> _TASK TO CARRY OUT_
Where a line contains the word "fence", copy that line from the records below.
DATA SHOWN below:
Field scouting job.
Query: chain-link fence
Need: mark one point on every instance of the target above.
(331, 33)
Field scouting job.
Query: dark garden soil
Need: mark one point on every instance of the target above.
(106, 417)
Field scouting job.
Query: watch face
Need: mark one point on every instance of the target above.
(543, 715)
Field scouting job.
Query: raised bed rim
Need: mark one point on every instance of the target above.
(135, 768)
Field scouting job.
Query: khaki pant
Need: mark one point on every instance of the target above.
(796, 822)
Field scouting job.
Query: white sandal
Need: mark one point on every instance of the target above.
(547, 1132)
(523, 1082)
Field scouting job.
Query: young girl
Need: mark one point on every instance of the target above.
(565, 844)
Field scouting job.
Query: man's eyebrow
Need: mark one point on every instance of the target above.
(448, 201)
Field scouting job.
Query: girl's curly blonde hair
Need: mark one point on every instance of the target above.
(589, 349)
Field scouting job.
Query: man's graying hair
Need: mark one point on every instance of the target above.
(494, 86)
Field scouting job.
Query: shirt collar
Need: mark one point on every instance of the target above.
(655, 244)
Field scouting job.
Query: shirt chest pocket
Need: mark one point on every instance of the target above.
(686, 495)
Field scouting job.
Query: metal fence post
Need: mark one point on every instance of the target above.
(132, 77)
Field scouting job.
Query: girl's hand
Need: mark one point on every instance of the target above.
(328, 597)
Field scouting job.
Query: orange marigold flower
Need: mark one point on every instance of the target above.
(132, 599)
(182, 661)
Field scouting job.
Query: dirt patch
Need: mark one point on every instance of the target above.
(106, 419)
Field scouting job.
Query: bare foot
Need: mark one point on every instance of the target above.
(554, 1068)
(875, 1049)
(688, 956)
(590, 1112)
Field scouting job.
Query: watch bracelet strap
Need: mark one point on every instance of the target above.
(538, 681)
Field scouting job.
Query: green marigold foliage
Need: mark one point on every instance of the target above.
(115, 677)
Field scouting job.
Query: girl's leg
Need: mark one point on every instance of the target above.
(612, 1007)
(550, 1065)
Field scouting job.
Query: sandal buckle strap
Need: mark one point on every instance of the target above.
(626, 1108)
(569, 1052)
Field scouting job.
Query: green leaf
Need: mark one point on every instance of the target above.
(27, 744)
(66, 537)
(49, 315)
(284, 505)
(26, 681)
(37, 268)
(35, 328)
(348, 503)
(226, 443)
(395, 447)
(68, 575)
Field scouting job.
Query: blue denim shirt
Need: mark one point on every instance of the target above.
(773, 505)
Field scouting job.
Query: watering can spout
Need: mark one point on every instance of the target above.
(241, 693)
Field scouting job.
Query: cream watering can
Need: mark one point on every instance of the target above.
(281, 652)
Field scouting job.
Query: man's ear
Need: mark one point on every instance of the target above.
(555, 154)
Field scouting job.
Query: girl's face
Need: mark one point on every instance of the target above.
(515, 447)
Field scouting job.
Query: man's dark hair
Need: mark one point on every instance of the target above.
End of DATA SHOWN.
> _ANSWER BELOW_
Query: chain-link fence
Query: metal fence post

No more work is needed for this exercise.